* [DOCUMENT EXTRACT]:
* * * * * * *

Paying a bond that a hotel holds onto is a disgrace

Remember the good old days. You'd check into a hotel, they'd take your credit card details and would deduct the sum you owed when you checked out. 

Nowadays, hotels are blocking fairly hefty sums of money from your credit card when you check in, just in case you smash the TV, run off with a couple of towels or maybe nick a Coke from the mini bar. 

I checked into the Crown Metropol in Melbourne yesterday with my room and breakfast pre-paid. 

The receptionist still insisted on "blocking out" $400 from my credit card for my one-night stay. Effectively a $400 good behaviour bond. 

So when I checked out this morning, I asked for the $400 to be unblocked. Not possible, of course. 

While a sum can be blocked from a credit card in just a second, it takes "three to five working days" for it to be unblocked. The Crown website says "up to 10 days".

* * * * * * *

* [PROVIDED MATERIAL]:
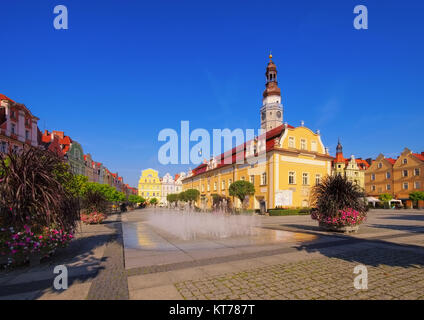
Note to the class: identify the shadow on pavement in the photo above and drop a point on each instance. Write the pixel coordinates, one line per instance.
(80, 252)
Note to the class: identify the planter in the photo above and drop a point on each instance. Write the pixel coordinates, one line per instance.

* * * * * * *

* [CHALLENGE A]:
Answer the following from the article on hotel bonds:
(i) Which hotel did the writer check into?
(ii) What sum was blocked from the writer's credit card?
(iii) According to the hotel's website, how long can unblocking take?
* [CHALLENGE B]: Transcribe the article on hotel bonds word for word, starting at "I checked into" and ending at "possible, of course.".
The listing has no connection to the article on hotel bonds.

* [WORKED ANSWER A]:
(i) The Crown Metropol in Melbourne.
(ii) $400.
(iii) Up to 10 days.

* [WORKED ANSWER B]:
I checked into the Crown Metropol in Melbourne yesterday with my room and breakfast pre-paid. 

The receptionist still insisted on "blocking out" $400 from my credit card for my one-night stay. Effectively a $400 good behaviour bond. 

So when I checked out this morning, I asked for the $400 to be unblocked. Not possible, of course.